-- Saved entries --
—————
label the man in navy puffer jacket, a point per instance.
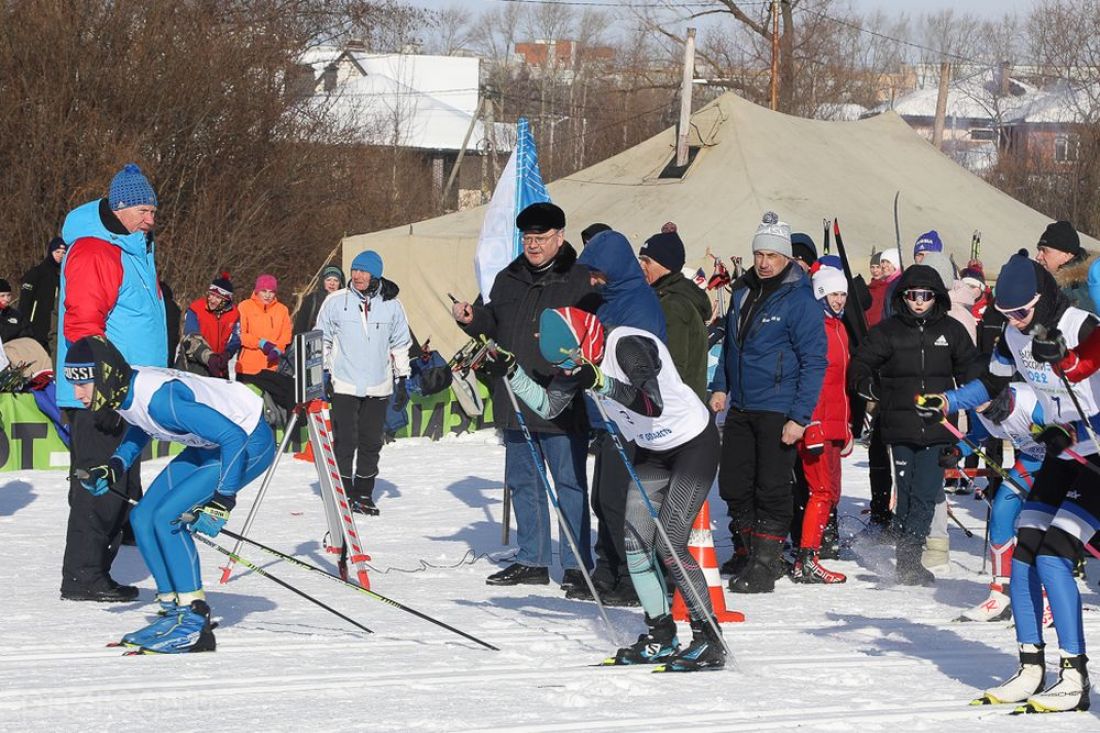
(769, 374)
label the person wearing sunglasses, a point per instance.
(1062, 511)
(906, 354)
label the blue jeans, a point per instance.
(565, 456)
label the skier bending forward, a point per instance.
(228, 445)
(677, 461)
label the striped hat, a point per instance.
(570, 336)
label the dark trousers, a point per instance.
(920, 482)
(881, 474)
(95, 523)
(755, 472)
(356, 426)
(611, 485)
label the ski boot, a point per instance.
—————
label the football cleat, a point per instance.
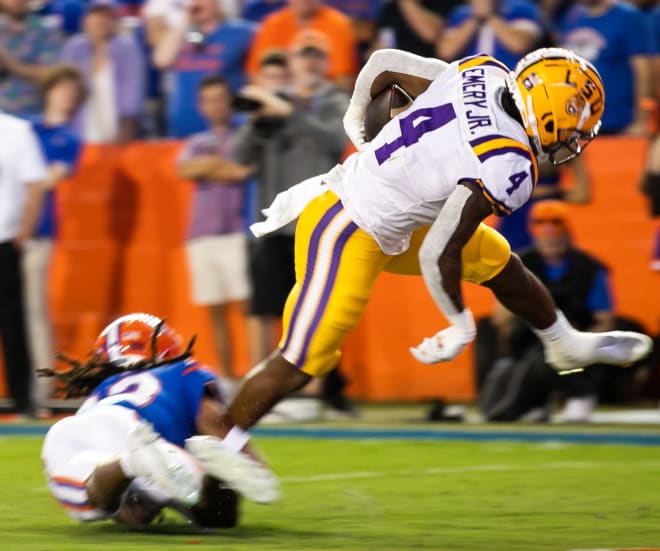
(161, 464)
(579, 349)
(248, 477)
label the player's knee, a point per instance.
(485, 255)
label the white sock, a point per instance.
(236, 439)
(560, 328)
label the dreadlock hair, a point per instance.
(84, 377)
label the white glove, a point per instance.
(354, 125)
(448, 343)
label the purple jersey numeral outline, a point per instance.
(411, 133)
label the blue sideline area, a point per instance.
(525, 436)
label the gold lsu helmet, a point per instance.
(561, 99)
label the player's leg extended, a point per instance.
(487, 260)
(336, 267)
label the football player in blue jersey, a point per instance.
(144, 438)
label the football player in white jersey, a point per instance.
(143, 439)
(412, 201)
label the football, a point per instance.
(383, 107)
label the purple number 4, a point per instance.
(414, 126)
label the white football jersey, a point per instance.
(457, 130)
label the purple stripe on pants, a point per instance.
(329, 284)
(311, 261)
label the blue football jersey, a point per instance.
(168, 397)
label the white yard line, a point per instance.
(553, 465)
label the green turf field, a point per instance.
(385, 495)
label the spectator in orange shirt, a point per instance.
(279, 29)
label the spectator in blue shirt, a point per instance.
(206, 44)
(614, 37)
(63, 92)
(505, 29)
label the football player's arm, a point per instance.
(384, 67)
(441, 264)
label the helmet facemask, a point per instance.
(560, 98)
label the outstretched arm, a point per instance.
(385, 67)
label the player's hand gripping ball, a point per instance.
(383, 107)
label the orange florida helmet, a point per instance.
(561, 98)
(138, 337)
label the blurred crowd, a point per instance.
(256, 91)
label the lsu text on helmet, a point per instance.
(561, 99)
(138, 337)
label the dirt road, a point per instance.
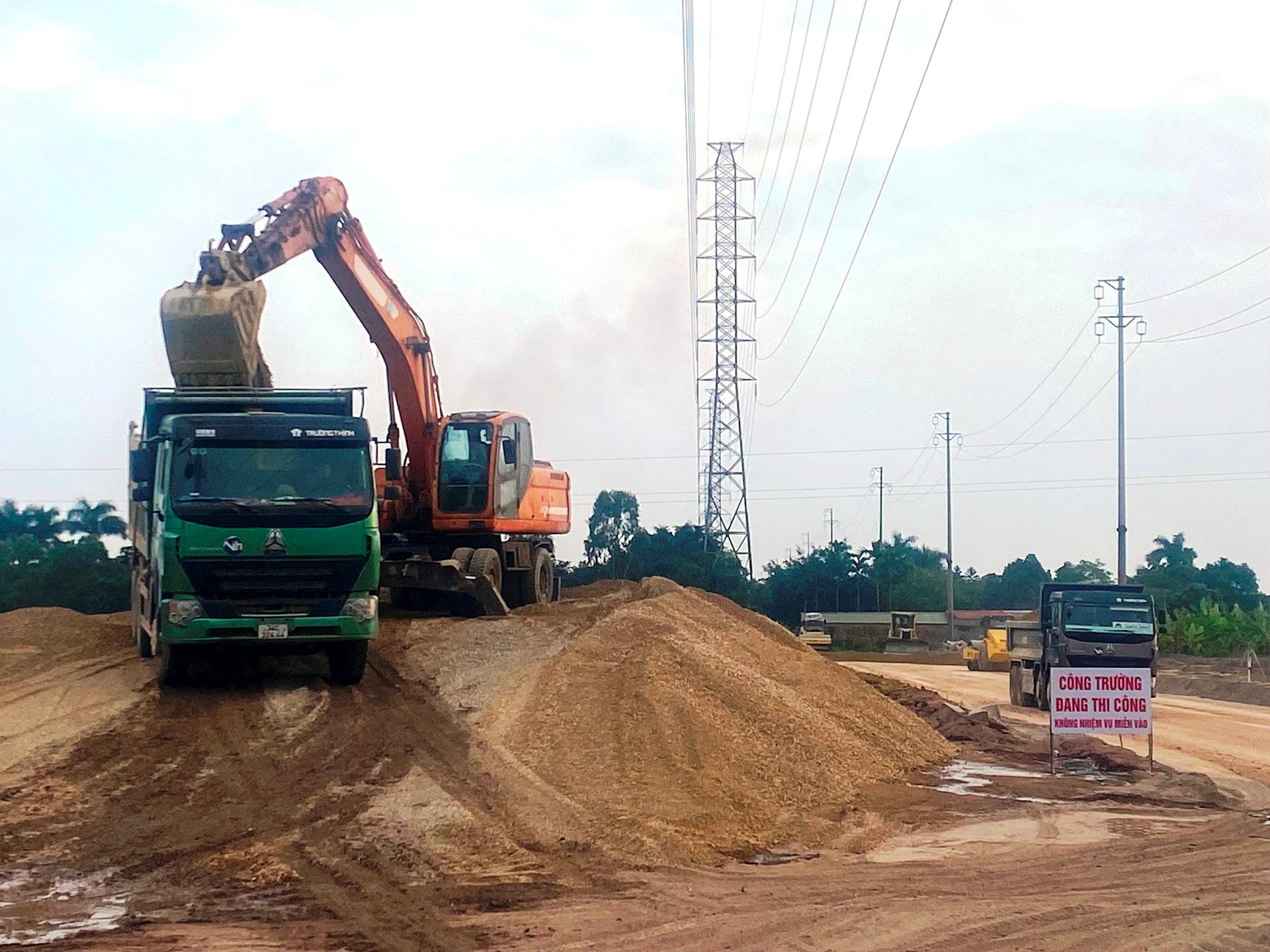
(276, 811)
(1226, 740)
—————
Word for word, write out the lines above running from the one with "label the man" up to and including the one with "label the ski boot, a point per instance.". Drop any picture.

-- Exercise response --
label the man in navy puffer jacket, a point per instance.
(769, 374)
label the person wearing sunglasses, a point per instance.
(1062, 511)
(906, 354)
label the blue jeans, a point per instance.
(565, 456)
label the skier bending forward, a point per instance.
(228, 445)
(677, 461)
label the striped hat, a point per instance.
(570, 336)
label the dark trousers, a point per instance.
(920, 482)
(881, 474)
(95, 523)
(755, 472)
(356, 426)
(611, 485)
label the ski boot, a point per instance.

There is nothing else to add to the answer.